** Text block **
So I'm a bit confused about a regex pattern that should exist, but I can't really find any way to do it...

Let's say I want to match any lines that have a specific string, but I don't know the order of the letters but I know the length. Let's say it's 10 characters and begins with a V

Do I seriously have to do something like:

egrep '^N [a-z][a-z][a-z][a-z][a-z][a-z][a-z][a-z][a-z]'

It could get worse if I knew there was a number in there somewhere... Is there no way to shorten this? I know there is a quantifier that I can add, something like

\{x,y\} but I've used it and it doesn't seem to work with letters?

Is there anyway to sum up saying that you're looking for 9 letters each could be a-z?

Last edited by Scrutinizer; 04-16-2016 at 12:52 AM.. Reason: code tags
# 2  
grep "^V[a-zA-Z]\{9\}\b" infile

# 3  
Thanks for the quick response on a friday! the syntax you provided sort of worked. It did return the specified value of 9...but it also returned any line that had more than 9. It basically used 9 as the minimum but it had no limit.

Also... I've been so used to using egrep...why on earth can't egrep do this, but regular grep can??

** Supplied data **
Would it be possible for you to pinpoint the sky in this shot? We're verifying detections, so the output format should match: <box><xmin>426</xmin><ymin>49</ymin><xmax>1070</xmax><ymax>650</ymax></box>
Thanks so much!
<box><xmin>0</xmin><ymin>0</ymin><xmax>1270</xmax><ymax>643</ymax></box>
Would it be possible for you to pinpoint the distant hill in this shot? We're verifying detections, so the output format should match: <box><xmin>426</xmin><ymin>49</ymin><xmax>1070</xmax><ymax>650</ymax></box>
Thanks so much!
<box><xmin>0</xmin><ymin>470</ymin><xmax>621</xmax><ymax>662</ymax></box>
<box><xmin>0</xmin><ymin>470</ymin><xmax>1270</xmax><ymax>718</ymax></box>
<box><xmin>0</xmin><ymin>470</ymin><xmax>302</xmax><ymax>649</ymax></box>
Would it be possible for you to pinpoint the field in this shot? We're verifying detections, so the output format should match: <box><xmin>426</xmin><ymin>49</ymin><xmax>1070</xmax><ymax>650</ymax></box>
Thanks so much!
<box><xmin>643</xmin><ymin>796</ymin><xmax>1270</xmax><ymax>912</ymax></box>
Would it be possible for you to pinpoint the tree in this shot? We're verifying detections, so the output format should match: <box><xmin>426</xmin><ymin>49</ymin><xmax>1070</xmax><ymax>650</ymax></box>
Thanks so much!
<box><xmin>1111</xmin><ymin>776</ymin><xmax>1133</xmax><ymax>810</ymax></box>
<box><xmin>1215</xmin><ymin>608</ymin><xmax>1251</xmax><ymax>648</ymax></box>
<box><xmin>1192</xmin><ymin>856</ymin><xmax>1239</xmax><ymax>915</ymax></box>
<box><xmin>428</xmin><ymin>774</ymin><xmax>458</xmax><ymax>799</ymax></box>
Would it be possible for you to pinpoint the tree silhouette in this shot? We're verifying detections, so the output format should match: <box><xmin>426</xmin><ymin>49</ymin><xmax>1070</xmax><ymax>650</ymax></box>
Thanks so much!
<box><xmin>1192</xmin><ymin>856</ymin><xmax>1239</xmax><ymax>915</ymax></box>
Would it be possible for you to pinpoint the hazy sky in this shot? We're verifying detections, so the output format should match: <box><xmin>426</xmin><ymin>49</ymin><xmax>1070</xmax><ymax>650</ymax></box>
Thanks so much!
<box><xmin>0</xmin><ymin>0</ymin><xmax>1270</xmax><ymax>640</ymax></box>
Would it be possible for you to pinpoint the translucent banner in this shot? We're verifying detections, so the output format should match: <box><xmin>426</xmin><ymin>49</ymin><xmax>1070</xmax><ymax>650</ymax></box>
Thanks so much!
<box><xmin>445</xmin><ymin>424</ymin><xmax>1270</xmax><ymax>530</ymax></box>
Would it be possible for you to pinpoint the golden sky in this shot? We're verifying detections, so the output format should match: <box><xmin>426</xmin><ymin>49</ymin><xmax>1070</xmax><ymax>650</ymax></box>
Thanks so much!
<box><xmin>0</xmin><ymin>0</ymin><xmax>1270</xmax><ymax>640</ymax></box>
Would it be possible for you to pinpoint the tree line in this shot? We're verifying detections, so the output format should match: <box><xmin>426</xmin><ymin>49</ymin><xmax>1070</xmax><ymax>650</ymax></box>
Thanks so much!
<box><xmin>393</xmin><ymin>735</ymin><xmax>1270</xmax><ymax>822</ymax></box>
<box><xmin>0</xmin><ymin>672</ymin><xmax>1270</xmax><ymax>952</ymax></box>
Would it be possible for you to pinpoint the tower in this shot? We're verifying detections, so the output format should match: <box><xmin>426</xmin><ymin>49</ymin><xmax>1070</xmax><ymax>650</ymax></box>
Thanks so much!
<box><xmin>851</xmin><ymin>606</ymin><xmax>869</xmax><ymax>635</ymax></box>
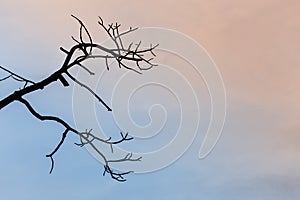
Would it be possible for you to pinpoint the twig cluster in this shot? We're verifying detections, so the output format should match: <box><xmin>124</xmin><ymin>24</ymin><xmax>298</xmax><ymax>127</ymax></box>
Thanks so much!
<box><xmin>0</xmin><ymin>15</ymin><xmax>158</xmax><ymax>181</ymax></box>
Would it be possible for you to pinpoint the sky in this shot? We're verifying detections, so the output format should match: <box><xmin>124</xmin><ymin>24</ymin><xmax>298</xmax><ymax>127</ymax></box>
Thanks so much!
<box><xmin>0</xmin><ymin>0</ymin><xmax>300</xmax><ymax>200</ymax></box>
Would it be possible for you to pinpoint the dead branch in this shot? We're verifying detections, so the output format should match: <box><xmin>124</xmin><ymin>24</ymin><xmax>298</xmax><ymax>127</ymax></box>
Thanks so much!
<box><xmin>0</xmin><ymin>15</ymin><xmax>158</xmax><ymax>181</ymax></box>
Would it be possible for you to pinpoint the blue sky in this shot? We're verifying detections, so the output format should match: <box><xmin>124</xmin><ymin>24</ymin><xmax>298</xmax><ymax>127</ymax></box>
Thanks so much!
<box><xmin>0</xmin><ymin>0</ymin><xmax>300</xmax><ymax>200</ymax></box>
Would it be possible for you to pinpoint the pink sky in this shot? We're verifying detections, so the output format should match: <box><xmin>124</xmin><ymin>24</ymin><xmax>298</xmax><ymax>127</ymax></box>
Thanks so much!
<box><xmin>0</xmin><ymin>0</ymin><xmax>300</xmax><ymax>198</ymax></box>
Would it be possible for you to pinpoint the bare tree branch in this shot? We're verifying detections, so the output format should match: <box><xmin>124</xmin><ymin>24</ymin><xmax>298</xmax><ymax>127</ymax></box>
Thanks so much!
<box><xmin>0</xmin><ymin>15</ymin><xmax>158</xmax><ymax>181</ymax></box>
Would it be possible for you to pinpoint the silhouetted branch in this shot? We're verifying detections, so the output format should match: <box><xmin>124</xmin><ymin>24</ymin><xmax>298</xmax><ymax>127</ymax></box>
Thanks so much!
<box><xmin>0</xmin><ymin>15</ymin><xmax>158</xmax><ymax>181</ymax></box>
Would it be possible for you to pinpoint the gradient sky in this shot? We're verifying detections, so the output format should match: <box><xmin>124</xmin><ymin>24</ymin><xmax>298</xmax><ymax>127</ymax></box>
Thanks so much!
<box><xmin>0</xmin><ymin>0</ymin><xmax>300</xmax><ymax>200</ymax></box>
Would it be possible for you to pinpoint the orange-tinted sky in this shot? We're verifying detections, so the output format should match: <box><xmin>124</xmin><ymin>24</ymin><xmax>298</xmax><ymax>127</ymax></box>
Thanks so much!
<box><xmin>0</xmin><ymin>0</ymin><xmax>300</xmax><ymax>199</ymax></box>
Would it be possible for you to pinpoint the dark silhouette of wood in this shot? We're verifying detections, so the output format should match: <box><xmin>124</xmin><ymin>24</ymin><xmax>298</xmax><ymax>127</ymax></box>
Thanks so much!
<box><xmin>0</xmin><ymin>15</ymin><xmax>158</xmax><ymax>181</ymax></box>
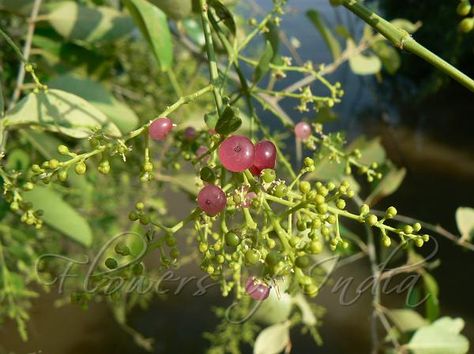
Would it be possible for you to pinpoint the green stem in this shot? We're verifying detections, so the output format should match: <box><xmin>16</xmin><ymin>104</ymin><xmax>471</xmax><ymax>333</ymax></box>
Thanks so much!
<box><xmin>199</xmin><ymin>0</ymin><xmax>222</xmax><ymax>116</ymax></box>
<box><xmin>342</xmin><ymin>0</ymin><xmax>474</xmax><ymax>92</ymax></box>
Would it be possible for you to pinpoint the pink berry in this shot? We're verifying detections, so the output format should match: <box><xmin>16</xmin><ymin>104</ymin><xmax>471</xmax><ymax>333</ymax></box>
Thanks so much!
<box><xmin>250</xmin><ymin>140</ymin><xmax>276</xmax><ymax>176</ymax></box>
<box><xmin>148</xmin><ymin>117</ymin><xmax>174</xmax><ymax>140</ymax></box>
<box><xmin>295</xmin><ymin>122</ymin><xmax>311</xmax><ymax>140</ymax></box>
<box><xmin>198</xmin><ymin>184</ymin><xmax>227</xmax><ymax>216</ymax></box>
<box><xmin>245</xmin><ymin>277</ymin><xmax>270</xmax><ymax>301</ymax></box>
<box><xmin>219</xmin><ymin>135</ymin><xmax>255</xmax><ymax>172</ymax></box>
<box><xmin>183</xmin><ymin>127</ymin><xmax>197</xmax><ymax>141</ymax></box>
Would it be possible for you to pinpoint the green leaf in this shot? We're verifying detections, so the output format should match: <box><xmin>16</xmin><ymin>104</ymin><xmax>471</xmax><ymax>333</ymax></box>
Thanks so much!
<box><xmin>24</xmin><ymin>186</ymin><xmax>92</xmax><ymax>247</ymax></box>
<box><xmin>124</xmin><ymin>0</ymin><xmax>173</xmax><ymax>71</ymax></box>
<box><xmin>390</xmin><ymin>18</ymin><xmax>421</xmax><ymax>33</ymax></box>
<box><xmin>216</xmin><ymin>106</ymin><xmax>242</xmax><ymax>135</ymax></box>
<box><xmin>421</xmin><ymin>272</ymin><xmax>439</xmax><ymax>322</ymax></box>
<box><xmin>407</xmin><ymin>317</ymin><xmax>469</xmax><ymax>354</ymax></box>
<box><xmin>263</xmin><ymin>21</ymin><xmax>281</xmax><ymax>64</ymax></box>
<box><xmin>253</xmin><ymin>322</ymin><xmax>290</xmax><ymax>354</ymax></box>
<box><xmin>253</xmin><ymin>41</ymin><xmax>273</xmax><ymax>83</ymax></box>
<box><xmin>365</xmin><ymin>167</ymin><xmax>406</xmax><ymax>205</ymax></box>
<box><xmin>456</xmin><ymin>207</ymin><xmax>474</xmax><ymax>240</ymax></box>
<box><xmin>150</xmin><ymin>0</ymin><xmax>193</xmax><ymax>21</ymax></box>
<box><xmin>47</xmin><ymin>1</ymin><xmax>134</xmax><ymax>43</ymax></box>
<box><xmin>254</xmin><ymin>291</ymin><xmax>293</xmax><ymax>324</ymax></box>
<box><xmin>306</xmin><ymin>10</ymin><xmax>341</xmax><ymax>60</ymax></box>
<box><xmin>387</xmin><ymin>309</ymin><xmax>428</xmax><ymax>332</ymax></box>
<box><xmin>5</xmin><ymin>149</ymin><xmax>31</xmax><ymax>171</ymax></box>
<box><xmin>204</xmin><ymin>112</ymin><xmax>219</xmax><ymax>129</ymax></box>
<box><xmin>208</xmin><ymin>0</ymin><xmax>236</xmax><ymax>36</ymax></box>
<box><xmin>2</xmin><ymin>89</ymin><xmax>121</xmax><ymax>139</ymax></box>
<box><xmin>0</xmin><ymin>77</ymin><xmax>5</xmax><ymax>118</ymax></box>
<box><xmin>371</xmin><ymin>41</ymin><xmax>401</xmax><ymax>75</ymax></box>
<box><xmin>293</xmin><ymin>293</ymin><xmax>317</xmax><ymax>326</ymax></box>
<box><xmin>48</xmin><ymin>75</ymin><xmax>139</xmax><ymax>133</ymax></box>
<box><xmin>347</xmin><ymin>40</ymin><xmax>382</xmax><ymax>75</ymax></box>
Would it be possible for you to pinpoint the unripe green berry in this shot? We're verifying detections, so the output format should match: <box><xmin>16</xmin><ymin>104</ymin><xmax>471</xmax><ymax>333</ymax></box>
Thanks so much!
<box><xmin>74</xmin><ymin>161</ymin><xmax>87</xmax><ymax>175</ymax></box>
<box><xmin>458</xmin><ymin>17</ymin><xmax>474</xmax><ymax>33</ymax></box>
<box><xmin>143</xmin><ymin>161</ymin><xmax>153</xmax><ymax>172</ymax></box>
<box><xmin>224</xmin><ymin>231</ymin><xmax>240</xmax><ymax>247</ymax></box>
<box><xmin>456</xmin><ymin>0</ymin><xmax>472</xmax><ymax>16</ymax></box>
<box><xmin>273</xmin><ymin>183</ymin><xmax>288</xmax><ymax>198</ymax></box>
<box><xmin>336</xmin><ymin>199</ymin><xmax>346</xmax><ymax>209</ymax></box>
<box><xmin>365</xmin><ymin>214</ymin><xmax>378</xmax><ymax>226</ymax></box>
<box><xmin>415</xmin><ymin>237</ymin><xmax>424</xmax><ymax>247</ymax></box>
<box><xmin>303</xmin><ymin>157</ymin><xmax>314</xmax><ymax>167</ymax></box>
<box><xmin>114</xmin><ymin>241</ymin><xmax>130</xmax><ymax>256</ymax></box>
<box><xmin>360</xmin><ymin>204</ymin><xmax>370</xmax><ymax>215</ymax></box>
<box><xmin>262</xmin><ymin>168</ymin><xmax>276</xmax><ymax>183</ymax></box>
<box><xmin>299</xmin><ymin>181</ymin><xmax>311</xmax><ymax>194</ymax></box>
<box><xmin>245</xmin><ymin>249</ymin><xmax>260</xmax><ymax>265</ymax></box>
<box><xmin>58</xmin><ymin>170</ymin><xmax>68</xmax><ymax>182</ymax></box>
<box><xmin>49</xmin><ymin>159</ymin><xmax>59</xmax><ymax>170</ymax></box>
<box><xmin>309</xmin><ymin>241</ymin><xmax>323</xmax><ymax>254</ymax></box>
<box><xmin>295</xmin><ymin>256</ymin><xmax>311</xmax><ymax>268</ymax></box>
<box><xmin>97</xmin><ymin>160</ymin><xmax>110</xmax><ymax>175</ymax></box>
<box><xmin>385</xmin><ymin>207</ymin><xmax>397</xmax><ymax>219</ymax></box>
<box><xmin>105</xmin><ymin>257</ymin><xmax>118</xmax><ymax>269</ymax></box>
<box><xmin>58</xmin><ymin>145</ymin><xmax>69</xmax><ymax>155</ymax></box>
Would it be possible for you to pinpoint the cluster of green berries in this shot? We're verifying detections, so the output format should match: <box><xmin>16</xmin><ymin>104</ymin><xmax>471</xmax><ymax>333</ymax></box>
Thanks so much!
<box><xmin>456</xmin><ymin>0</ymin><xmax>474</xmax><ymax>33</ymax></box>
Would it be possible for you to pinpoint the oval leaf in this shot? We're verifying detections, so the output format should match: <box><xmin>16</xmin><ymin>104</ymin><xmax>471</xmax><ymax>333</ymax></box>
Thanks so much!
<box><xmin>253</xmin><ymin>41</ymin><xmax>274</xmax><ymax>83</ymax></box>
<box><xmin>48</xmin><ymin>75</ymin><xmax>139</xmax><ymax>133</ymax></box>
<box><xmin>407</xmin><ymin>317</ymin><xmax>469</xmax><ymax>354</ymax></box>
<box><xmin>2</xmin><ymin>89</ymin><xmax>121</xmax><ymax>139</ymax></box>
<box><xmin>216</xmin><ymin>106</ymin><xmax>242</xmax><ymax>135</ymax></box>
<box><xmin>253</xmin><ymin>322</ymin><xmax>290</xmax><ymax>354</ymax></box>
<box><xmin>125</xmin><ymin>0</ymin><xmax>173</xmax><ymax>71</ymax></box>
<box><xmin>456</xmin><ymin>207</ymin><xmax>474</xmax><ymax>240</ymax></box>
<box><xmin>24</xmin><ymin>186</ymin><xmax>92</xmax><ymax>247</ymax></box>
<box><xmin>47</xmin><ymin>1</ymin><xmax>134</xmax><ymax>43</ymax></box>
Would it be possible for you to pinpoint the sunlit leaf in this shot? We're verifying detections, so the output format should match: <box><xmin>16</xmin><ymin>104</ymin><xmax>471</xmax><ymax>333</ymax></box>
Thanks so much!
<box><xmin>208</xmin><ymin>0</ymin><xmax>236</xmax><ymax>36</ymax></box>
<box><xmin>456</xmin><ymin>207</ymin><xmax>474</xmax><ymax>240</ymax></box>
<box><xmin>306</xmin><ymin>10</ymin><xmax>341</xmax><ymax>60</ymax></box>
<box><xmin>124</xmin><ymin>0</ymin><xmax>173</xmax><ymax>71</ymax></box>
<box><xmin>407</xmin><ymin>317</ymin><xmax>469</xmax><ymax>354</ymax></box>
<box><xmin>2</xmin><ymin>89</ymin><xmax>121</xmax><ymax>139</ymax></box>
<box><xmin>48</xmin><ymin>75</ymin><xmax>139</xmax><ymax>133</ymax></box>
<box><xmin>253</xmin><ymin>322</ymin><xmax>290</xmax><ymax>354</ymax></box>
<box><xmin>387</xmin><ymin>309</ymin><xmax>428</xmax><ymax>332</ymax></box>
<box><xmin>422</xmin><ymin>272</ymin><xmax>439</xmax><ymax>321</ymax></box>
<box><xmin>366</xmin><ymin>167</ymin><xmax>406</xmax><ymax>205</ymax></box>
<box><xmin>24</xmin><ymin>186</ymin><xmax>92</xmax><ymax>246</ymax></box>
<box><xmin>47</xmin><ymin>1</ymin><xmax>134</xmax><ymax>43</ymax></box>
<box><xmin>371</xmin><ymin>41</ymin><xmax>401</xmax><ymax>75</ymax></box>
<box><xmin>253</xmin><ymin>41</ymin><xmax>273</xmax><ymax>83</ymax></box>
<box><xmin>150</xmin><ymin>0</ymin><xmax>193</xmax><ymax>20</ymax></box>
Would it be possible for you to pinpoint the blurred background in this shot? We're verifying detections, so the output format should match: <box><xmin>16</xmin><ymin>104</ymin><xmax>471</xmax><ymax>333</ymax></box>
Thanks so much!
<box><xmin>0</xmin><ymin>0</ymin><xmax>474</xmax><ymax>354</ymax></box>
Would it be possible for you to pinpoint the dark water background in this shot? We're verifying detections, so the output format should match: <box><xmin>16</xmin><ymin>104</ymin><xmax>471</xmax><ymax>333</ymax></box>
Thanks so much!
<box><xmin>0</xmin><ymin>0</ymin><xmax>474</xmax><ymax>354</ymax></box>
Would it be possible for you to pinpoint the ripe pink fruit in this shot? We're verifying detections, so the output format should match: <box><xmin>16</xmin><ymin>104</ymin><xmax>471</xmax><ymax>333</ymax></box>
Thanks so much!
<box><xmin>198</xmin><ymin>184</ymin><xmax>227</xmax><ymax>216</ymax></box>
<box><xmin>148</xmin><ymin>117</ymin><xmax>174</xmax><ymax>140</ymax></box>
<box><xmin>295</xmin><ymin>122</ymin><xmax>311</xmax><ymax>140</ymax></box>
<box><xmin>219</xmin><ymin>135</ymin><xmax>255</xmax><ymax>172</ymax></box>
<box><xmin>250</xmin><ymin>140</ymin><xmax>276</xmax><ymax>176</ymax></box>
<box><xmin>245</xmin><ymin>277</ymin><xmax>270</xmax><ymax>301</ymax></box>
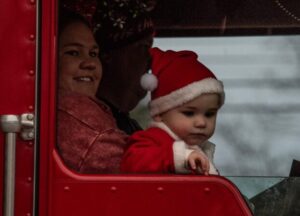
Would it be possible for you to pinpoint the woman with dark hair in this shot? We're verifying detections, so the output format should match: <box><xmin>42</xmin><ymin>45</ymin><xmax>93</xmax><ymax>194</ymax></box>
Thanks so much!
<box><xmin>57</xmin><ymin>8</ymin><xmax>126</xmax><ymax>173</ymax></box>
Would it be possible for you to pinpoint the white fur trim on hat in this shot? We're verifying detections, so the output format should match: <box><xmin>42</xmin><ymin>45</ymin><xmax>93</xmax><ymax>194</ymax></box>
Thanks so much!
<box><xmin>149</xmin><ymin>78</ymin><xmax>225</xmax><ymax>117</ymax></box>
<box><xmin>140</xmin><ymin>73</ymin><xmax>158</xmax><ymax>91</ymax></box>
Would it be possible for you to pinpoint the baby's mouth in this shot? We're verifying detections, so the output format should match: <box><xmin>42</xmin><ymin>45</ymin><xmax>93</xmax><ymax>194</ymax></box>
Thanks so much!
<box><xmin>73</xmin><ymin>76</ymin><xmax>94</xmax><ymax>82</ymax></box>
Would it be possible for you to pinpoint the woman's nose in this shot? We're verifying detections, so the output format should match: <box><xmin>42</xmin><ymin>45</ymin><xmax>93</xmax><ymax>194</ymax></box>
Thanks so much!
<box><xmin>80</xmin><ymin>58</ymin><xmax>97</xmax><ymax>70</ymax></box>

** Your task **
Can you continue the forum thread above about matching fixed-length strings with grep, starting right after its last post?

** Answer to the exercise **
# 4  
Whether your grep supports \b depends on your implementation. GNU grep can, but regular grep probably not.
  • \b will only work here if the character that follows is a non-word character (so if it is number or an underscore then \b will not work)..
  • Also [a-zA-Z] is unreliable in some locale and it does not work for diacritical characters, so it is better to use the Posix [[:alpha:]] character class instead...
  • egrep (or grep -E as is preferred nowadays) can also use iteration but you need to leave out the escapes (\) before the curly braces

So combining these remarks, try:
grep -E '^V[[:alpha:]]{9}([^[:alpha:]]|$)' file

grep -E is the same as grep for a POSIX compliant grep.

Last edited by Scrutinizer; 04-16-2016 at 01:31 AM..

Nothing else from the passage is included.